--- begin DATASET EXTRACT ---

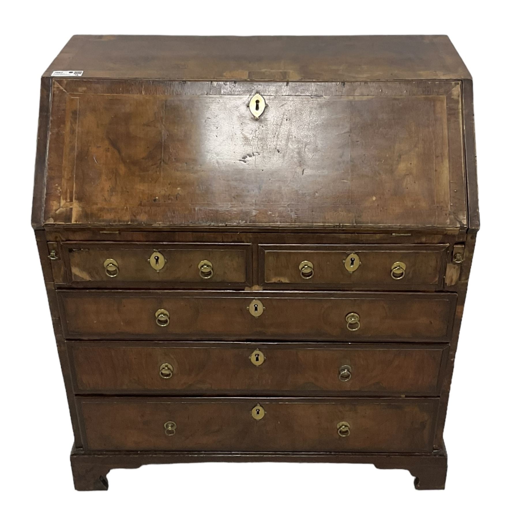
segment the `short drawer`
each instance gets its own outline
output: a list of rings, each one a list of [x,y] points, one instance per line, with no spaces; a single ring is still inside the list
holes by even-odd
[[[448,342],[455,294],[60,290],[68,338]]]
[[[430,452],[437,399],[79,397],[88,450]]]
[[[65,243],[63,248],[69,284],[76,286],[252,284],[250,244]]]
[[[286,288],[440,290],[448,244],[261,245],[261,285]]]
[[[447,346],[68,342],[75,392],[439,394]]]

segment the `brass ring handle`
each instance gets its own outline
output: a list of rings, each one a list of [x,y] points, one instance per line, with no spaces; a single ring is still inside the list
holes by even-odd
[[[168,421],[164,423],[164,433],[166,435],[174,435],[177,430],[177,423]]]
[[[159,327],[167,327],[170,324],[170,313],[164,308],[159,308],[155,313],[155,321]]]
[[[212,263],[210,261],[200,261],[198,263],[200,277],[203,279],[208,279],[212,277]]]
[[[341,366],[339,368],[339,380],[341,382],[347,382],[351,378],[351,366]]]
[[[356,312],[350,312],[346,315],[346,328],[353,332],[360,328],[360,316]]]
[[[309,279],[313,276],[313,263],[310,261],[302,261],[299,263],[299,271],[303,279]]]
[[[405,275],[405,263],[397,261],[391,265],[391,277],[397,281],[403,279]]]
[[[103,263],[105,272],[108,277],[115,277],[119,274],[119,265],[115,259],[106,259]]]
[[[173,368],[171,364],[163,363],[159,368],[159,374],[161,378],[171,378],[173,376]]]
[[[345,421],[341,421],[337,423],[337,433],[341,437],[348,437],[350,434],[349,423],[347,423]]]

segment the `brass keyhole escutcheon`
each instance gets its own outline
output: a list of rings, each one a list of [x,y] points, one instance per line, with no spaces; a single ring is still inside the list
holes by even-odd
[[[265,361],[265,355],[259,349],[256,349],[249,358],[255,366],[261,366]]]
[[[249,102],[249,109],[255,120],[257,121],[260,119],[260,116],[265,110],[265,99],[259,94],[256,94],[251,99]]]
[[[313,263],[310,261],[302,261],[299,263],[299,271],[303,279],[309,279],[313,276]]]
[[[157,272],[160,272],[164,268],[164,266],[167,262],[168,261],[164,256],[160,252],[156,251],[153,252],[150,256],[150,259],[148,259],[148,262],[150,263],[152,268],[153,270],[156,270]]]
[[[358,331],[360,328],[360,316],[356,312],[346,314],[346,327],[348,331]]]
[[[348,437],[350,434],[350,427],[349,423],[341,421],[337,423],[337,433],[341,437]]]
[[[259,299],[253,299],[247,309],[255,318],[258,318],[263,314],[265,307]]]
[[[115,277],[119,274],[119,265],[115,259],[107,259],[103,263],[105,272],[108,277]]]
[[[173,367],[171,364],[162,364],[159,368],[159,374],[162,378],[171,378],[173,376]]]
[[[159,308],[155,313],[155,321],[159,327],[167,327],[170,324],[170,313],[165,308]]]
[[[203,279],[209,279],[212,277],[214,272],[212,263],[210,261],[200,261],[198,263],[200,277]]]
[[[360,266],[360,258],[356,253],[350,253],[343,261],[344,268],[353,273]]]
[[[177,423],[168,421],[164,423],[164,433],[166,435],[174,435],[177,431]]]
[[[339,380],[341,382],[347,382],[351,378],[351,366],[341,366],[339,368]]]
[[[391,265],[391,277],[394,279],[402,279],[405,275],[405,263],[397,261]]]
[[[252,408],[251,414],[256,421],[260,421],[265,416],[265,410],[262,406],[257,404]]]

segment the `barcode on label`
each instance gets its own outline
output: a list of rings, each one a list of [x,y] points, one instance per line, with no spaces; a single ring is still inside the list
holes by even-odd
[[[82,70],[55,70],[51,74],[52,77],[80,77],[83,75]]]

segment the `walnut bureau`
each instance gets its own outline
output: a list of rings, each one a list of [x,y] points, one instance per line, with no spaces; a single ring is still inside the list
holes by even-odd
[[[477,195],[446,37],[72,37],[32,223],[76,488],[295,461],[443,488]]]

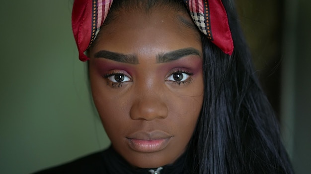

--- end DATASET EXTRACT ---

GIVEN PROBLEM: Copy every line above verbatim, leaving the pictures out of your answer.

EXERCISE ANSWER:
segment the `short drawer`
each instance gets its own outline
output: a list of rings, each one a list of [x,y] points, one instance per line, with no spaces; a single ring is still inside the list
holes by even-odd
[[[448,342],[455,294],[60,290],[68,338]]]
[[[430,452],[437,399],[79,397],[88,450]]]
[[[65,243],[63,248],[69,284],[76,286],[252,284],[250,244]]]
[[[286,288],[440,290],[448,244],[261,245],[261,285]]]
[[[447,346],[68,342],[75,392],[439,394]]]

segment the `brass ring handle`
each instance gets its own outline
output: a list of rings, each one a list of [x,y] points, one instance per line, with no spaces; a single ring is still inside the list
holes by even-odd
[[[168,421],[164,423],[164,433],[166,435],[174,435],[177,430],[177,423]]]
[[[159,327],[167,327],[170,324],[170,313],[164,308],[159,308],[155,313],[155,321]]]
[[[212,263],[210,261],[200,261],[198,263],[200,277],[203,279],[208,279],[212,277]]]
[[[341,366],[339,368],[339,380],[341,382],[347,382],[351,378],[351,366]]]
[[[356,312],[350,312],[346,315],[346,328],[353,332],[360,328],[360,316]]]
[[[309,279],[313,276],[313,263],[310,261],[302,261],[299,263],[299,271],[303,279]]]
[[[405,275],[405,263],[397,261],[391,265],[391,277],[397,281],[403,279]]]
[[[103,263],[105,272],[108,277],[115,277],[119,274],[119,265],[115,259],[106,259]]]
[[[173,368],[171,364],[163,363],[159,368],[159,374],[161,378],[171,378],[173,376]]]
[[[345,421],[341,421],[337,423],[337,433],[341,437],[348,437],[350,434],[349,423],[347,423]]]

segment the `brass keyhole escutcheon`
each instance gets its own outline
output: a list of rings, each one a list of [x,y] points, one instance per line, with no spaces; a single ring is still inside the list
holes by even-odd
[[[265,361],[265,355],[259,349],[256,349],[249,358],[255,366],[261,366]]]
[[[249,102],[249,109],[255,120],[257,121],[260,119],[260,116],[265,110],[265,99],[259,94],[256,94],[251,99]]]
[[[313,263],[310,261],[302,261],[299,263],[299,271],[303,279],[309,279],[313,276]]]
[[[157,272],[160,272],[164,268],[164,266],[167,262],[168,261],[164,256],[160,252],[156,251],[153,252],[150,256],[150,259],[148,259],[148,262],[150,263],[152,268],[153,270],[156,270]]]
[[[358,331],[360,328],[360,316],[356,312],[346,314],[346,327],[348,331]]]
[[[348,437],[350,434],[350,427],[349,423],[341,421],[337,423],[337,433],[341,437]]]
[[[259,299],[253,299],[247,309],[255,318],[258,318],[263,314],[265,307]]]
[[[115,277],[119,274],[119,265],[115,259],[107,259],[103,263],[105,272],[108,277]]]
[[[173,367],[171,364],[162,364],[159,368],[159,374],[162,378],[171,378],[173,376]]]
[[[159,308],[155,313],[155,321],[159,327],[167,327],[170,324],[170,313],[165,308]]]
[[[203,279],[209,279],[212,277],[214,272],[212,263],[210,261],[200,261],[198,263],[200,277]]]
[[[360,266],[360,258],[356,253],[350,253],[343,261],[344,268],[353,273]]]
[[[177,423],[168,421],[164,423],[164,433],[166,435],[174,435],[177,431]]]
[[[339,380],[341,382],[347,382],[351,378],[351,366],[341,366],[339,368]]]
[[[391,265],[391,277],[394,279],[402,279],[405,275],[405,263],[397,261]]]
[[[252,408],[251,414],[256,421],[260,421],[265,416],[265,410],[262,406],[257,404]]]

segment the `barcode on label`
each instance gets its own outline
output: a list of rings, each one a list of [x,y] points, one instance per line, with no spaces; a single ring is still inside the list
holes by even-odd
[[[82,70],[55,70],[51,74],[52,77],[80,77],[83,75]]]

segment the `walnut bureau`
each instance gets its own outline
output: a list of rings, each one a list of [x,y] points, one instance per line, with no spaces; a single ring is still inside the list
holes by even-odd
[[[477,195],[446,37],[72,37],[32,223],[76,488],[295,461],[443,488]]]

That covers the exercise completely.